Given passage -
%%

Mr. Joe Comartin (Windsor—Tecumseh, NDP):  
    Mr. Speaker, Bill C-343 is a private member's bill purported to deal with the issue of auto theft. What it does, as is so common with the response from the Conservative Party and the government, is introduce a simplistic analysis, although I know well-intentioned, to a reasonably complex problem.
    Before I proceed, I want to raise an issue that has bothered me since I saw this bill on the order paper. The member for Regina—Qu'Appelle, who is the author of the bill, is also one of the Acting Speakers in this House. I was concerned to see a bill that I would say has, and we have seen that today, a significant degree of controversy behind it in terms of the use of mandatory minimum penalties. We also know, from the speeches that have been given so far today, that both the Liberal member and the member from the Bloc have expressed grave concern about their ability to support and do not intend to support the bill.
     I had some of my staff do some research on this and it is my opinion that any member of the House who is also a Deputy Speaker or Acting Speaker should not bring forth before the House a private member's bill or a motion as part of the rotation that we all are entitled to unless it is non-controversial, it would draw or at least be expected to draw support from all the other parties and would be almost non-partisan.
    My concern was further highlighted this evening when I heard the member for Regina—Qu'Appelle in his speech to the House extol the virtues of his government. He indicated quite clearly that this private member's bill was completely in keeping with the government's agenda on crime. Clearly, both in terms of the substance of the bill and then the comments this evening, they show no bipartisan approach, just the opposite.
    As I said, I had my staff do some extensive research on this. The protocols are that the Speaker and the Deputy Speaker are not to introduce into the House, although they would be, as part of the rotation, entitled to do so, a private member's bill, but that the Acting Speakers can. I was not able to ascertain any protocol, either here or in other houses of similar historical background, as to whether that extended to controversial bills, which is whether Acting Speakers have the right to bring in what are clearly partisan and controversial bills. Nothing in the research that I did told me anything about that.
    It would behoove this House to start a precedent in that regard, in that when the Acting Speakers are appointed by the Prime Minister that they would be directed at that time to develop this protocol, that if they are going to bring forward a private member's bill or a private member's motion, that it be one that would be fully expected to draw significant all party support of the House.

  (1905)  

    I will conclude these comments on this subject with this. The fear, of course, for us, and I say this having practised in the courts all my professional career, is that we always are concerned about appearing in the courtrooms in front of judges who are unbiased and who do not come with any conflict. We are always sensitive to judges who may have expressed a bias in one form or another and then refused to recuse themselves when challenged.
    I think it is a similar type of protocol that we need to develop in sensitivity, perhaps, to bias and the appearance of bias and conflict here, because the Acting Speaker, when he or she is in the chair, has the responsibility to keep order in this House and to treat all members equitably, fairly and equally.

%%

Required tasks -
[1] In the speech on Bill C-343, who is named as the author of the bill?
[2] Rewrite the speech starting with "As I said, I" and going on through "anything about that.", using "thorough research" in place of "extensive research".
[3] Extend the speech on Bill C-343 past its final sentence.

Extracted data -
%%

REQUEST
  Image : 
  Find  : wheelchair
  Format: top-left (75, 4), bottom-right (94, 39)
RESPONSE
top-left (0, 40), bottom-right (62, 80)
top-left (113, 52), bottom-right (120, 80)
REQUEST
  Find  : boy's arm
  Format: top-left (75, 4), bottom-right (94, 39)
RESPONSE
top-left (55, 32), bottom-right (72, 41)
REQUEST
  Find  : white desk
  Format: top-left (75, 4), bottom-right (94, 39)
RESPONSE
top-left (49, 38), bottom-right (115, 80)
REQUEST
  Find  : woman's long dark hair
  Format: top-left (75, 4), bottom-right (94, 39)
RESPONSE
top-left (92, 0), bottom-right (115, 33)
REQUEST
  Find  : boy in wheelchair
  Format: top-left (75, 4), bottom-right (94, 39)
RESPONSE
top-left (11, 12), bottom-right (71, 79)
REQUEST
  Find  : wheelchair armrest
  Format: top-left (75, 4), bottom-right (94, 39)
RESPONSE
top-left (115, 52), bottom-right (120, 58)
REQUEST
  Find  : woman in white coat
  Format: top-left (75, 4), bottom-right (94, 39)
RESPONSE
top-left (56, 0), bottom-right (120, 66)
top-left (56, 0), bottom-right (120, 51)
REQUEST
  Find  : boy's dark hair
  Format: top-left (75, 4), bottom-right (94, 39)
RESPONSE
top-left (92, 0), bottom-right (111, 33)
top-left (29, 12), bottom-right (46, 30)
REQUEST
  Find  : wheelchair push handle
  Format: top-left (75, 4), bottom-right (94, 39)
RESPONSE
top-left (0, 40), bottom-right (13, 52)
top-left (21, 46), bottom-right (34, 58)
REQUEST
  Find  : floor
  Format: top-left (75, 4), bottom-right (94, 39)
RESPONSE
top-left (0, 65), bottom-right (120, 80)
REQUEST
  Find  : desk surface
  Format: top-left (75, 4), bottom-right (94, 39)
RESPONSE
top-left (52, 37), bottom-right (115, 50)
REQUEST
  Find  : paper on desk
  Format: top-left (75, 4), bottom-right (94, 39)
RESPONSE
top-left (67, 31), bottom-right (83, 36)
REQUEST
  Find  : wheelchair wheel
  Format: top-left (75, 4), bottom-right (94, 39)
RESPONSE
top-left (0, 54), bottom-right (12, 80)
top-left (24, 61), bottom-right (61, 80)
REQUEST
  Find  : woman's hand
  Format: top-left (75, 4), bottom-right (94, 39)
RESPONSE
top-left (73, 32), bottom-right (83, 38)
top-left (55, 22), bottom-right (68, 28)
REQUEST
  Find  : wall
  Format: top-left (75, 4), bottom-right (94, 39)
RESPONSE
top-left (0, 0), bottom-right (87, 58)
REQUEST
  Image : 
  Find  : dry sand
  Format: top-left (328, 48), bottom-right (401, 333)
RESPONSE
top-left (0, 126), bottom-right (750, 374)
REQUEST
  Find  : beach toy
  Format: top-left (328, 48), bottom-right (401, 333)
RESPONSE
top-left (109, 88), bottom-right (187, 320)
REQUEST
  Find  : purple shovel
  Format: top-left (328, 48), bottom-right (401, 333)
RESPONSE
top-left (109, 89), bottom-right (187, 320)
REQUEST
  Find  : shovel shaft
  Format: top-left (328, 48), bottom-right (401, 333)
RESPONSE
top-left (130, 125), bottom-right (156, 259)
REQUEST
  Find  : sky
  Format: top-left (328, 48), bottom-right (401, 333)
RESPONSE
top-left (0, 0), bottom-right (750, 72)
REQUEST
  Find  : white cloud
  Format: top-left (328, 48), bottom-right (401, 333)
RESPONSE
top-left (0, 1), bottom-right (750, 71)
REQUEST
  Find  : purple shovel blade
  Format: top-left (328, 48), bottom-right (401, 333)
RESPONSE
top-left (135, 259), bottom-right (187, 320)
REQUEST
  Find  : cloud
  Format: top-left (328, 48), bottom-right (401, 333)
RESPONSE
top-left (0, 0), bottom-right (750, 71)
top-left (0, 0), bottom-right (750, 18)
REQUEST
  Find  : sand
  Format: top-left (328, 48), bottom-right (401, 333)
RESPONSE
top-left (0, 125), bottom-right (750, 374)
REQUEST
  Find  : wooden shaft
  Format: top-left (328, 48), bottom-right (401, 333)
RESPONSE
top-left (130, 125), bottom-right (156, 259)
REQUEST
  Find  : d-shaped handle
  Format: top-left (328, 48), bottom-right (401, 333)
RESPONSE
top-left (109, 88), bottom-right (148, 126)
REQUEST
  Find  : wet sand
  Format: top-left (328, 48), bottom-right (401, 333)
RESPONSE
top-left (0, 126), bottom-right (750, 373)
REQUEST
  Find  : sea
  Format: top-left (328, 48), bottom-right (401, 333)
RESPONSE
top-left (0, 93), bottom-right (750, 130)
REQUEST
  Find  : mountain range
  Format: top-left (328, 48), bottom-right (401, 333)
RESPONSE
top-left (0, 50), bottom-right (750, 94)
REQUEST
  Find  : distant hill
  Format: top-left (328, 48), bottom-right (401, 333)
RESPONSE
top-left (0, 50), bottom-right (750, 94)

%%

Results of the exercise -
[1] The member for Regina—Qu'Appelle.

[2]
As I said, I had my staff do some thorough research on this. The protocols are that the Speaker and the Deputy Speaker are not to introduce into the House, although they would be, as part of the rotation, entitled to do so, a private member's bill, but that the Acting Speakers can. I was not able to ascertain any protocol, either here or in other houses of similar historical background, as to whether that extended to controversial bills, which is whether Acting Speakers have the right to bring in what are clearly partisan and controversial bills. Nothing in the research that I did told me anything about that.

[3]
    The apprehension that as individual members of Parliament we would have is that if we had occasion to speak against a private member's bill that had been brought forward by that same Acting Speaker, as I am about to do, it would be to expect to question and to be apprehensive as to whether I would henceforth be treated fairly by the Acting Speaker.
    An hon. member: Come on now.
    Mr. Joe Comartin: That is what the concern is. It is one that needs to be addressed, so I raise it at this point to do that.
    With regard to the bill itself, as it is so often with bills coming from the Conservatives on crime, it comes forward well intentioned but then takes it to an extreme. It takes it over the top. That is certainly what this bill does.
     This being a private member's bill, of course I am speaking only on my behalf, but I could not support this bill on second reading, even to send it to committee, because quite frankly the parts of the bill that need to be amended out of the bill would almost certainly be ruled out of order as being inconsistent with the principle and scope of the bill. I cannot support the bill. The rest of my caucus will be making their decision on their own as to what they are going to do.
    We can recognize that auto theft is of serious concern, although I have to say that in a number of areas, particularly in British Columbia where this had been a rampant crime, the numbers in the last two years in fact have been dropping. I have not seen any numbers for the latter part of 2006, but in the last couple of years before that, the crime rate was actually dropping.
    Setting that aside, because it is still a serious problem, the reason I cannot support the bill is that to introduce these mandatory minimums, both in terms of the fines and incarceration, is a response that, in my opinion, is going to have no impact. All the research that I have read on mandatory minimums would confirm that.
    More importantly, from my perspective and perhaps from the perspective we want the community to have of this crime, it deludes our society into believing that this bill will have a positive effect in reducing the crime of auto theft. In fact, I do not believe it will have that impact because it also misses the real target we should be going after.
    We know from a good deal of information that we are getting from our police services that the increase in auto theft has been driven, to a significant degree, by organized crime, both the traditional organized crime gangs and the bikers and now the street gangs. This is organized crime across that whole spectrum.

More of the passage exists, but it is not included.